*EXERCISE BRIEF*
Starting at the line that holds "of the forehead", copy every line exactly through the end of the data, and no others.

*** INFORMATION SUPPLIED ***

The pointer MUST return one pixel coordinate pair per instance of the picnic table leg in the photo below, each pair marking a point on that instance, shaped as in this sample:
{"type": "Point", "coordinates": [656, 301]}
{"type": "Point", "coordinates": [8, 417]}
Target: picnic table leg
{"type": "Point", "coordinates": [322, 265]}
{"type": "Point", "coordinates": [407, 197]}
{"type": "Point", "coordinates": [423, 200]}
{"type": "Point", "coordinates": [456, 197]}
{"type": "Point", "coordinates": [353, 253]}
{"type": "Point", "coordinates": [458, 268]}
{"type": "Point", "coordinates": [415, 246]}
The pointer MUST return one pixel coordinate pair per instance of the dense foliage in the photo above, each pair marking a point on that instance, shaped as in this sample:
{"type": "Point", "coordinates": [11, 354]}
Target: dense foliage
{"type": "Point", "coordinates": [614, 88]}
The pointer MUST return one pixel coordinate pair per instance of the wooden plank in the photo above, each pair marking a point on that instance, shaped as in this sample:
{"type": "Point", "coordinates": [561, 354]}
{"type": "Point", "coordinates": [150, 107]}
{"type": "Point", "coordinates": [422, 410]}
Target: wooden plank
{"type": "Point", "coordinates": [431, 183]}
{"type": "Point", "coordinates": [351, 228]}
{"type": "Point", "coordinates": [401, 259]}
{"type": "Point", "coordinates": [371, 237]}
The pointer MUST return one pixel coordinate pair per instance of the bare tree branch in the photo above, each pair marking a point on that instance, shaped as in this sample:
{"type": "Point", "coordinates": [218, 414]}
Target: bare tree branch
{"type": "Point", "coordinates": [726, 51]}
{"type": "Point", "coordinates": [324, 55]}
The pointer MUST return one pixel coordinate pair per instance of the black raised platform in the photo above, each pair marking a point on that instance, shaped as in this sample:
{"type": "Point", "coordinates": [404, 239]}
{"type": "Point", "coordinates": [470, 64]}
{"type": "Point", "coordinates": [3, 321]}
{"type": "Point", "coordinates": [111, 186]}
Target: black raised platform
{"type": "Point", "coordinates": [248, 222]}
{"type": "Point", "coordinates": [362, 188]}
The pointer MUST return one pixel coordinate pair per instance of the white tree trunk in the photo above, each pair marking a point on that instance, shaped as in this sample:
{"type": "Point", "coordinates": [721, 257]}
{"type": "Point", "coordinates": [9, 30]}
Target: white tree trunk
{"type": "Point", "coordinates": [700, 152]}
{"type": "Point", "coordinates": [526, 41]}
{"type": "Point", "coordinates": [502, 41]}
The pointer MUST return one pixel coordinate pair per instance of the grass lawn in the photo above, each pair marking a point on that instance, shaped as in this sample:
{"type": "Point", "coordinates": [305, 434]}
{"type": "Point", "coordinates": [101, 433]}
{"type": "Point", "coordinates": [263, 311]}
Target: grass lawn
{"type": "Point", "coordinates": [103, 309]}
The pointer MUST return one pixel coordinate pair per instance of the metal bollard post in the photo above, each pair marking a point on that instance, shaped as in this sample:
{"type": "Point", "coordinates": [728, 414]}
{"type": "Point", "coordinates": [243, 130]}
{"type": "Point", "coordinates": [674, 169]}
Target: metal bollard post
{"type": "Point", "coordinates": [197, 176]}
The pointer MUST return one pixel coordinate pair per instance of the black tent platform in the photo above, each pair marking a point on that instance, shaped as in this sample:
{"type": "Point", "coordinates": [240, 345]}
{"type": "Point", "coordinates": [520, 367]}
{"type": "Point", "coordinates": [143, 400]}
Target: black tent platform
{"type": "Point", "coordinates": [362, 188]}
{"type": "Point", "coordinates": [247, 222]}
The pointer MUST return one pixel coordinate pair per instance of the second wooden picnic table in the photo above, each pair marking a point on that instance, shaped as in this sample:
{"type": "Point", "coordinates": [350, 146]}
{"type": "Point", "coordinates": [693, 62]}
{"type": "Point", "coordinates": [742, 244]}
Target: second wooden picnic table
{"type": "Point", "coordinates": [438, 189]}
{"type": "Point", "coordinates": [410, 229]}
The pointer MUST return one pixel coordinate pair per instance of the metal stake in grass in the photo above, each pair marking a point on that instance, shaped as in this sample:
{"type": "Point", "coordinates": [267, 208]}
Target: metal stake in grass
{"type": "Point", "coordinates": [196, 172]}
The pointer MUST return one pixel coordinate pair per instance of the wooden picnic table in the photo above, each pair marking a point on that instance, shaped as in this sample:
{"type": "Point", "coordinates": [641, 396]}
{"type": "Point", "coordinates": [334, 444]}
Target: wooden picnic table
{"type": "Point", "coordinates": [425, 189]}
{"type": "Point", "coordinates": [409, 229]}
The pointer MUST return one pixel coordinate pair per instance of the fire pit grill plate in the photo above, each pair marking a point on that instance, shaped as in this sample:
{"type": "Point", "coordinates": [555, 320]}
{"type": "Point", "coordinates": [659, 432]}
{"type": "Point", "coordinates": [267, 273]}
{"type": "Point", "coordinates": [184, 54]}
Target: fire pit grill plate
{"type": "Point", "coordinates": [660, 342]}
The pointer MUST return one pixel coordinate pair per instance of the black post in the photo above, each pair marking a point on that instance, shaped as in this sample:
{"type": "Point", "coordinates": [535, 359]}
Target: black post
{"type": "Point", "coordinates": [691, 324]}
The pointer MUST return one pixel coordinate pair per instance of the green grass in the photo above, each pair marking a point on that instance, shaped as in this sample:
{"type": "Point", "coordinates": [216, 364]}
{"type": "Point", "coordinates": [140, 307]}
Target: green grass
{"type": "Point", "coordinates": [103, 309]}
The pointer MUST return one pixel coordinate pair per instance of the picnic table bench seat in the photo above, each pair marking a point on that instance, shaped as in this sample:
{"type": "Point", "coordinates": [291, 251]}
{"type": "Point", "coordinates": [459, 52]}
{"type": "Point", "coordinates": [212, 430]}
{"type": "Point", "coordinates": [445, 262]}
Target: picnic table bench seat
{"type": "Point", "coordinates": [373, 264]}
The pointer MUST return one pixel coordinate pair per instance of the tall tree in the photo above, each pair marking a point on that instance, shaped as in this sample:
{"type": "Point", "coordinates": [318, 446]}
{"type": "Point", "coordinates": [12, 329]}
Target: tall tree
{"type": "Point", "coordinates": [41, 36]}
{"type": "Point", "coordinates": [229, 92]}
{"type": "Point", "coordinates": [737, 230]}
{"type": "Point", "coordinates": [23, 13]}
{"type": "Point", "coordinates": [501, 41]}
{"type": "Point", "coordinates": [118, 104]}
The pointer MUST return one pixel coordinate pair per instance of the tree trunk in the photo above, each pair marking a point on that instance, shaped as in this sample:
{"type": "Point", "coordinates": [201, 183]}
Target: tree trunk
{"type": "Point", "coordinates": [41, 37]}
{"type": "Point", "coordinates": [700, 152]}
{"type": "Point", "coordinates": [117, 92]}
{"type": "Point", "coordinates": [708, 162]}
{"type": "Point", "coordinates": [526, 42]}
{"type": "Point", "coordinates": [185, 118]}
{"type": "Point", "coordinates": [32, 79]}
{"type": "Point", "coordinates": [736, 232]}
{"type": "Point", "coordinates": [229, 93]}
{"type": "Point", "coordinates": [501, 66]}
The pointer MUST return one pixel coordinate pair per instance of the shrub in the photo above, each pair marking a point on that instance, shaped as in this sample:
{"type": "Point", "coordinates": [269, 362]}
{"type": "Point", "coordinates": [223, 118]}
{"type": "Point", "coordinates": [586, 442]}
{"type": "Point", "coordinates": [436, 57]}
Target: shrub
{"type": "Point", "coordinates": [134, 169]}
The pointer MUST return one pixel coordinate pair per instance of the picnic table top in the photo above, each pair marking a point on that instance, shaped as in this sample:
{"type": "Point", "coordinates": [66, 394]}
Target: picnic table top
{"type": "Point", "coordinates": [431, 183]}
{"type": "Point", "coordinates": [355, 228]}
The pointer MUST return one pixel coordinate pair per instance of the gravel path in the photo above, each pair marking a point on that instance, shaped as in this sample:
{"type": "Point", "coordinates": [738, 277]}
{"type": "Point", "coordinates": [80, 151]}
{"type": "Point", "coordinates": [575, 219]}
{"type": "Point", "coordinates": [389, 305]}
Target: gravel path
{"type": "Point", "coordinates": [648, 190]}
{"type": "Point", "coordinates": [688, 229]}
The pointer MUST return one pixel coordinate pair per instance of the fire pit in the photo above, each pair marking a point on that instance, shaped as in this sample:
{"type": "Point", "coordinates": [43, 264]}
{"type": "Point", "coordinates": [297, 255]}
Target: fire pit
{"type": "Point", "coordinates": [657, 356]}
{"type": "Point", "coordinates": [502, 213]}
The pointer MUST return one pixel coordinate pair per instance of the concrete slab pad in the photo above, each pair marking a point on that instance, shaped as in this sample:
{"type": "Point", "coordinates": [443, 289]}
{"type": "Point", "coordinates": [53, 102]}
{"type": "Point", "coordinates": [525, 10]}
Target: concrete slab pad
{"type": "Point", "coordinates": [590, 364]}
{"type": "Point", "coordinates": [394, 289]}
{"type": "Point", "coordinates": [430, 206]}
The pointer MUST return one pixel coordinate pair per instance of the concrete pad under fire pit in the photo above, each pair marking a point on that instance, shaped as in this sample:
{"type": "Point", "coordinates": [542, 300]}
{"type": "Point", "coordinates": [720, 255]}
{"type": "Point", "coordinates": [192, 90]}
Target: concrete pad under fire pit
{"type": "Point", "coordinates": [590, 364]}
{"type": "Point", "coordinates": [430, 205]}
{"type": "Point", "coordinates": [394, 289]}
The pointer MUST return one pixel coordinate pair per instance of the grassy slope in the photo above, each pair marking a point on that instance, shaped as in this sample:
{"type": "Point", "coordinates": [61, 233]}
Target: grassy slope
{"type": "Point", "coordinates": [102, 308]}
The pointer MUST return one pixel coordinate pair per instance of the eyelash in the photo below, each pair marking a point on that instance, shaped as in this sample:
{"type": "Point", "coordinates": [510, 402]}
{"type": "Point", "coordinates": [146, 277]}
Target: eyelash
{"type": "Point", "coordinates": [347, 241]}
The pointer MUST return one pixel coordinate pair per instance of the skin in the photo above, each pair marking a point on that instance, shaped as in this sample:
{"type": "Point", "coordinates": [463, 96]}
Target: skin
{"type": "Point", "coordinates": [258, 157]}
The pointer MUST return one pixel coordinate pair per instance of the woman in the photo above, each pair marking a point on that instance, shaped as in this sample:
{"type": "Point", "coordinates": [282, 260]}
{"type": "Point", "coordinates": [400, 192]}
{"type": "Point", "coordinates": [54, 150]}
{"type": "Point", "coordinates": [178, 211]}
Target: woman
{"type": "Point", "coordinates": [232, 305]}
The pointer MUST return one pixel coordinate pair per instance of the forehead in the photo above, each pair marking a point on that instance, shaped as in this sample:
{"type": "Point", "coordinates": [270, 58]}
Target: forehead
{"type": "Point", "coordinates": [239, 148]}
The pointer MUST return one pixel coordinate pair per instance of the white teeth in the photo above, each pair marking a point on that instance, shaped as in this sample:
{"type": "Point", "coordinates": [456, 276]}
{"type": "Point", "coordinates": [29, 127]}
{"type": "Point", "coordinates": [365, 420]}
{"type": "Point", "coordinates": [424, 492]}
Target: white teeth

***

*TASK RESPONSE*
The pointer MUST return one pixel coordinate pair per instance of the forehead in the photo above, each pair marking a point on that instance, shaped as in this sample:
{"type": "Point", "coordinates": [270, 58]}
Target: forehead
{"type": "Point", "coordinates": [239, 148]}
The pointer MUST return one pixel coordinate pair per instance of the white teeth in the photo above, each pair marking a point on that instance, shaped as in this sample:
{"type": "Point", "coordinates": [456, 276]}
{"type": "Point", "coordinates": [29, 127]}
{"type": "Point", "coordinates": [365, 420]}
{"type": "Point", "coordinates": [424, 492]}
Target: white teeth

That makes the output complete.